--- Work required ---
Transcribe all the entries word for word, but omit the images.

--- Listed records ---
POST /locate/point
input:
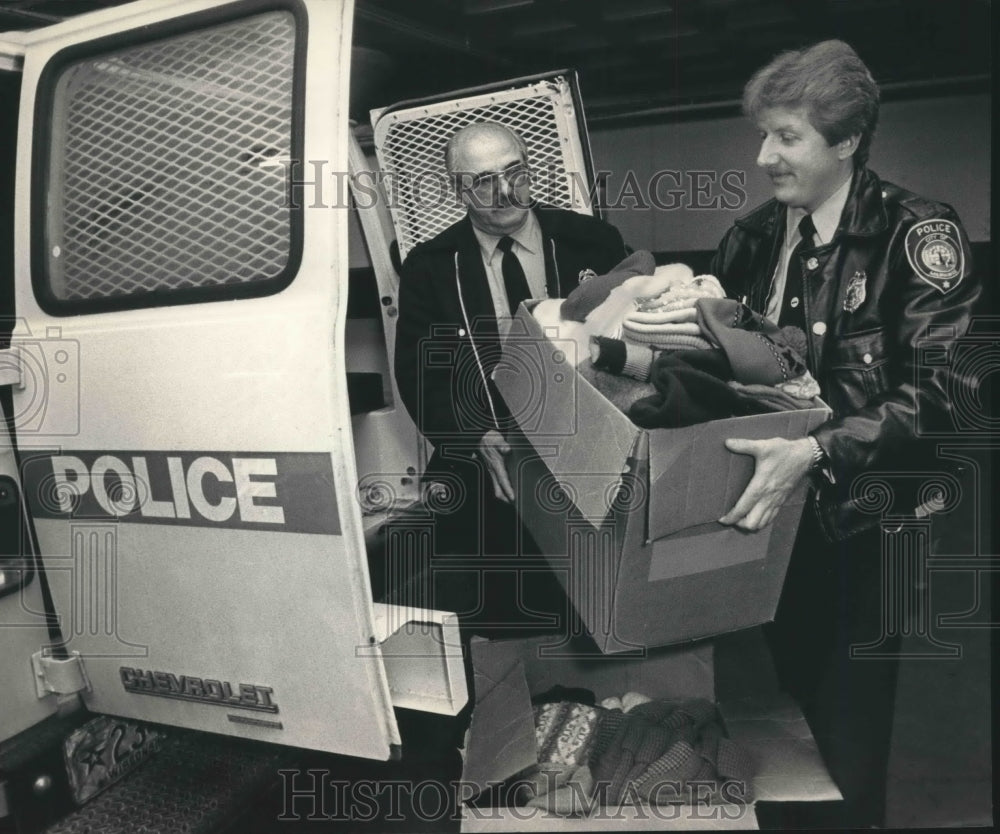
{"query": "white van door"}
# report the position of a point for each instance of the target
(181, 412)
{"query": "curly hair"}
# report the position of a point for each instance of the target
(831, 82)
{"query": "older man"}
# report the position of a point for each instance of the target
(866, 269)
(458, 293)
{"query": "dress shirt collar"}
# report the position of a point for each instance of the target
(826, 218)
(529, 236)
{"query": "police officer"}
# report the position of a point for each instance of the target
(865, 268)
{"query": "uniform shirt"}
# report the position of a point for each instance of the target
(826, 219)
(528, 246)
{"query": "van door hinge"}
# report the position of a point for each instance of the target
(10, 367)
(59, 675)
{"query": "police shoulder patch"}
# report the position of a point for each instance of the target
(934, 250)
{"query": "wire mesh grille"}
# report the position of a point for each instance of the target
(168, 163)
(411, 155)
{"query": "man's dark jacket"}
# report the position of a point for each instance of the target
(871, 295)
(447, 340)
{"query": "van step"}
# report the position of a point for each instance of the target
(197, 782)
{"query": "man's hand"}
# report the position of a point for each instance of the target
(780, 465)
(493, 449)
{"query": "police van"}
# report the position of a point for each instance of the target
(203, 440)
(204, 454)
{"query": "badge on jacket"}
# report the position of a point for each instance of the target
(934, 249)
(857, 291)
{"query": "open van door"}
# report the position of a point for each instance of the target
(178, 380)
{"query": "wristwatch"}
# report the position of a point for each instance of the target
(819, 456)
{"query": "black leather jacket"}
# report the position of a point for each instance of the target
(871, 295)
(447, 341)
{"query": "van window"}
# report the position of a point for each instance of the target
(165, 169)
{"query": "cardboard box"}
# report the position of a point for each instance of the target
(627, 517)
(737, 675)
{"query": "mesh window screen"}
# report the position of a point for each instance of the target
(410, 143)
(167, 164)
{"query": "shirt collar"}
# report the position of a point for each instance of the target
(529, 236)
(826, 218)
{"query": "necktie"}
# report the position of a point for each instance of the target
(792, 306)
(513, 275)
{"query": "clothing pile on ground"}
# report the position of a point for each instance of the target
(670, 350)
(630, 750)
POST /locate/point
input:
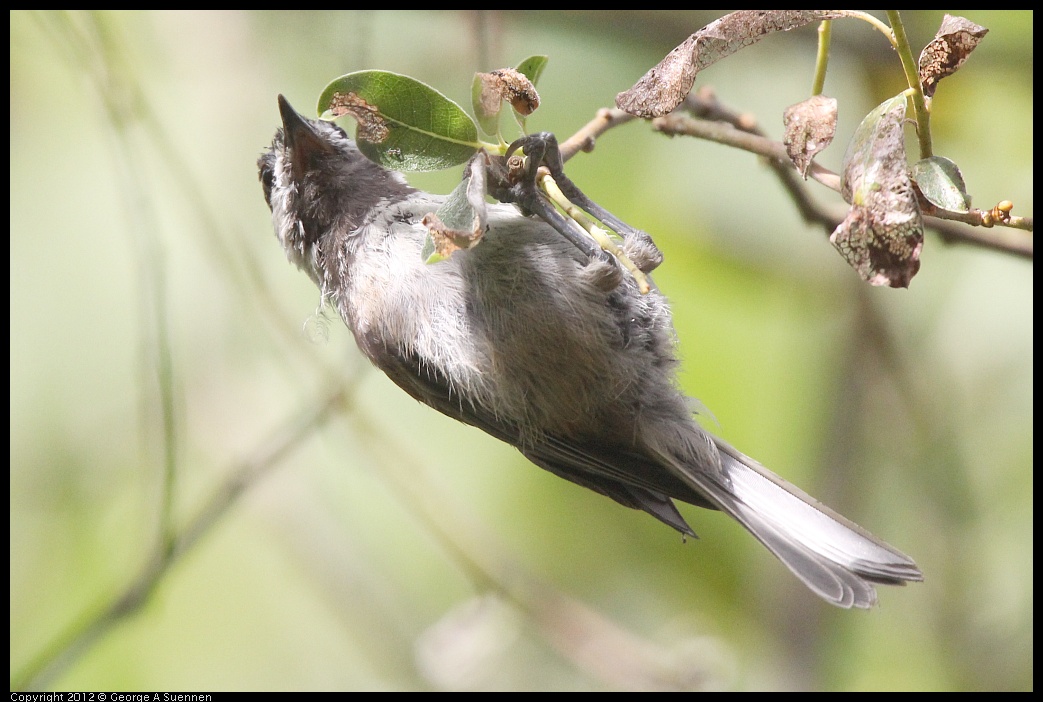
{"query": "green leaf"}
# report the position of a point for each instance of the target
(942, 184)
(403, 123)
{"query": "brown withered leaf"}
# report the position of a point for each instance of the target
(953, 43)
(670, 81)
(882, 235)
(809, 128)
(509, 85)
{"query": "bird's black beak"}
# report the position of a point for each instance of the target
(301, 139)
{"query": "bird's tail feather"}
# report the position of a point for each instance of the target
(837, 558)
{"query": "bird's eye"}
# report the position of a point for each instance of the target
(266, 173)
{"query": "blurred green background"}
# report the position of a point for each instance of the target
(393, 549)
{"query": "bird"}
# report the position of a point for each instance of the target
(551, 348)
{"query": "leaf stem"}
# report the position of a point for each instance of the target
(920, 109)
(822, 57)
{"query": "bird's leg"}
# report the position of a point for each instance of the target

--- Result for this task ---
POST /locate/point
input:
{"query": "white van door"}
# report the position of a point for each instance of the target
(181, 412)
{"query": "curly hair"}
# report the position of a point for each instance of the target
(831, 82)
{"query": "older man"}
# report the position of a point for each instance of the target
(866, 269)
(458, 293)
{"query": "dress shirt collar"}
# report the position of a point for each instance of the target
(826, 218)
(529, 236)
{"query": "police officer"}
# report the position of a point for each instance of the target
(865, 268)
{"query": "uniform shirt"}
# report the position of a point for each instance of the target
(826, 219)
(528, 246)
{"query": "van door hinge"}
# report the position of a point for each instance of the target
(10, 367)
(59, 675)
{"query": "police shoulder patch"}
# report the position of a point for each instance of the target
(934, 250)
{"query": "wire mesh grille"}
# report the position of a point for each instance of the target
(168, 163)
(411, 155)
{"query": "man's dark jacket"}
# report the position of a point for each instance of the target
(871, 295)
(447, 340)
{"query": "van step"}
# report the position of a point for each instance of the target
(197, 782)
{"query": "man's hand"}
# report the position of a point for each instance of the target
(780, 465)
(493, 449)
{"query": "police van"}
# report the position of a point for each instance of the target
(203, 440)
(204, 454)
{"query": "badge on jacket"}
# report the position of a point for each instance of the target
(934, 249)
(857, 291)
{"query": "open van door"}
# report the position of a point for each instance of the target
(178, 380)
{"query": "wristwatch"}
# report the position of a point for each instance of the target
(819, 456)
{"query": "black leather jacket"}
# report the position of a point for each instance of the target
(871, 295)
(447, 341)
{"query": "van window"}
# report the position of a point for each instance of the target
(165, 169)
{"query": "cardboard box"}
# report the position of a point for each instance of the target
(627, 517)
(737, 675)
{"query": "mesh window screen"}
# report the position of a point for each instance of the target
(410, 143)
(167, 164)
{"query": "shirt collar"}
# report the position of a point for each instance of the target
(529, 236)
(826, 218)
{"query": "necktie"}
# report the position of a point for each instance of the target
(792, 306)
(513, 275)
{"query": "clothing pile on ground"}
# report the position of a point for each instance of the target
(670, 350)
(630, 750)
POST /locate/point
input:
{"query": "green leaf"}
# report the position of a point for each instance of the target
(942, 184)
(403, 123)
{"query": "brown withered leaf"}
# report the position of a point for each instance of the target
(953, 43)
(670, 81)
(882, 235)
(809, 128)
(509, 85)
{"query": "bird's black beak"}
# report the position of a point for each instance of the target
(301, 139)
{"query": "bird's tail feather"}
# report the position of a point for each instance of the target
(837, 558)
{"query": "bird's eye"}
# report the position of a point for each instance of the target
(266, 173)
{"query": "blurred green background"}
# report the position of a point for each instance of the target
(393, 549)
{"query": "bird"}
# report the position of a point for each instance of the target
(551, 348)
{"query": "leaf stem"}
# report the position of a point for each instance of the target
(920, 109)
(822, 57)
{"query": "bird's leg"}
# report the position of a point for each instance of the target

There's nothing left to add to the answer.